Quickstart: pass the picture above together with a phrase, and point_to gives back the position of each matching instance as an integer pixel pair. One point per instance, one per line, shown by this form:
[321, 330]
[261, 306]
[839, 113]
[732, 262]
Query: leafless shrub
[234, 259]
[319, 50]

Work to be completed:
Copy the listing word for word, leaving nothing out.

Task answer:
Quickstart: pass the picture above together with a phrase, and point_to gives back the position of each matching instance as an integer pixel pair. One point per instance, one per line, shown by this form:
[321, 330]
[261, 306]
[839, 113]
[732, 262]
Query: leafless shrub
[234, 259]
[319, 50]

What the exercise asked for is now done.